Please write out the lines again, beginning at the line that has "Target: garden" and stopping after the last line, with the requests included. Multiply each coordinate in the answers by 0.25 and round it to a whole number, rounding halves up.
==== Raw data ====
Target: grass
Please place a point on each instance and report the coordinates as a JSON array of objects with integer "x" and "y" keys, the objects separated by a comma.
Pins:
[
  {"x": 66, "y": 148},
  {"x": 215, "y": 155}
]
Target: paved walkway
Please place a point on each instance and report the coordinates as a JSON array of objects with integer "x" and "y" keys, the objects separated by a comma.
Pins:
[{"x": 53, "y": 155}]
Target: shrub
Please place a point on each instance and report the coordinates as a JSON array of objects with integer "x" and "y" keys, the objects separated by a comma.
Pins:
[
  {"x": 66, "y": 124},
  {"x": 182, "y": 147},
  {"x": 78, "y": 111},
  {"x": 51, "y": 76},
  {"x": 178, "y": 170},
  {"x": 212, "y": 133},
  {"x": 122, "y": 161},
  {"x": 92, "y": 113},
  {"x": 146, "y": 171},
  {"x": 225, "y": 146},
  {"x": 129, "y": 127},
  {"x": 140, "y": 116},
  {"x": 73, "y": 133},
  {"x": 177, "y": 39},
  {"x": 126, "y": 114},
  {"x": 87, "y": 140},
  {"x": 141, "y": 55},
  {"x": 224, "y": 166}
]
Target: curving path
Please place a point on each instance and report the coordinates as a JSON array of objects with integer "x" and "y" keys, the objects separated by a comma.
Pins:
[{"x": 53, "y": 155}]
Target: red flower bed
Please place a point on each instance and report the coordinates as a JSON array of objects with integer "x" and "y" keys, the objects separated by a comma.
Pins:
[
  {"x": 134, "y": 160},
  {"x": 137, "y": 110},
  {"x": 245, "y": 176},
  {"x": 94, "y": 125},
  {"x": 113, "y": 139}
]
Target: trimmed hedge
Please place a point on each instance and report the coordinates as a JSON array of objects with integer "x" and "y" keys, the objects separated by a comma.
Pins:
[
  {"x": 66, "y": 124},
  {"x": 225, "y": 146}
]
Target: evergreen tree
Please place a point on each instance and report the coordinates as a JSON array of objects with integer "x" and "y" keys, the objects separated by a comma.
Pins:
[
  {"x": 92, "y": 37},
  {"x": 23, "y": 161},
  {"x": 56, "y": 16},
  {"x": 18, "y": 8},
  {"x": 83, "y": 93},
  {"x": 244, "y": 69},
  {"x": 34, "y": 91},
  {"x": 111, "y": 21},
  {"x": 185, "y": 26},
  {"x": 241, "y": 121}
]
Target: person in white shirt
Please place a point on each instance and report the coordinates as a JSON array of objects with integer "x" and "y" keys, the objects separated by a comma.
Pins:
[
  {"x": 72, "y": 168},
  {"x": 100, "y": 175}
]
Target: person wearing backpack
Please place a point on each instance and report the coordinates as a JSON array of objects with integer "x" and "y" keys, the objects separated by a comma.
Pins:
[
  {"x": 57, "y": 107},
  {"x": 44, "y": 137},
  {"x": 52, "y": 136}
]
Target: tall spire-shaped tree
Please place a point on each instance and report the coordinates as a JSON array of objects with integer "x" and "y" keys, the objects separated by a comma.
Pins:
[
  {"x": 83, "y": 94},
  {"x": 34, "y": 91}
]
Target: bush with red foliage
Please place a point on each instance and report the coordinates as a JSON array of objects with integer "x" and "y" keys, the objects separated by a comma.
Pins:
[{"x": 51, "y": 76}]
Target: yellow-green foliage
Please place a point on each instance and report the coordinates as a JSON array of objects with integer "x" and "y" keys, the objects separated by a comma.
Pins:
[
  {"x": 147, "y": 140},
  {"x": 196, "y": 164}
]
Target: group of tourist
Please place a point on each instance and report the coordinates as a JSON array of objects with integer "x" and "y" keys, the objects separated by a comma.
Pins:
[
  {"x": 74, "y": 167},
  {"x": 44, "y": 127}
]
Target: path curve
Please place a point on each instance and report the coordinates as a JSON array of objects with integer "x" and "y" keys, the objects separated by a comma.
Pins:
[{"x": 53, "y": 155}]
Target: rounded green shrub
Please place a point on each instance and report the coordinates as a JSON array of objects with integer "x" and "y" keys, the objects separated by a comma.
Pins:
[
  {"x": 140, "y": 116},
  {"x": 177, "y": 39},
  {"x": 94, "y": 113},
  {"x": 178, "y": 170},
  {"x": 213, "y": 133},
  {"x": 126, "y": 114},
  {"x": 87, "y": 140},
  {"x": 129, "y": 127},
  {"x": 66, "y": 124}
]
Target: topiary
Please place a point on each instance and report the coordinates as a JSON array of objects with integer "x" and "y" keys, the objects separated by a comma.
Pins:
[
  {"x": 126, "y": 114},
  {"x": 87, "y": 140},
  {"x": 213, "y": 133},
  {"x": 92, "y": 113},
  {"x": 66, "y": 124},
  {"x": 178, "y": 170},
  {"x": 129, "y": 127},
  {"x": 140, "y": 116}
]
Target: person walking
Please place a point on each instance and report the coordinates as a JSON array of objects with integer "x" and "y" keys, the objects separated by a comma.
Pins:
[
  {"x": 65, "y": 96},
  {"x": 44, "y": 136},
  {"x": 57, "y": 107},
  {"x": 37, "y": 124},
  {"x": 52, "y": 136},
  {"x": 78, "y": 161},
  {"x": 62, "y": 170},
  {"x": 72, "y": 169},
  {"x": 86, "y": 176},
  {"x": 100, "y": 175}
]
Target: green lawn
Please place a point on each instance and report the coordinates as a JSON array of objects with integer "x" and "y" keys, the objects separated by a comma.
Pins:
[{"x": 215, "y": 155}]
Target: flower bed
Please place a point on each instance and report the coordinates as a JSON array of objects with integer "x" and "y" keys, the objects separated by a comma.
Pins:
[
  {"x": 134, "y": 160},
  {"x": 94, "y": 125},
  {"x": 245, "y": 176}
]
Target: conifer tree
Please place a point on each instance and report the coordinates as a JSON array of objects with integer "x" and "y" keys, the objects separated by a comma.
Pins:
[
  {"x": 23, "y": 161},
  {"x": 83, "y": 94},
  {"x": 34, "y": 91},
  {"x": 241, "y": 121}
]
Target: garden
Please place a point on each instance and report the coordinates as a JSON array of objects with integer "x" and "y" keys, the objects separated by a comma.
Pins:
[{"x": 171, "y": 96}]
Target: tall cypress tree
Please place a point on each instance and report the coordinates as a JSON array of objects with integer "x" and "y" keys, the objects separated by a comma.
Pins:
====
Exercise result -
Target: garden
Please place a point on each instance and report the coordinates as a JSON array of objects with integer "x" and "y" keys, the objects separated by a comma.
Pins:
[{"x": 43, "y": 24}]
Target: tall cypress tree
Please place a point on each instance and report the coordinates as a JSON array of objects with integer "x" and "y" keys, the objects separated by a comma.
Pins:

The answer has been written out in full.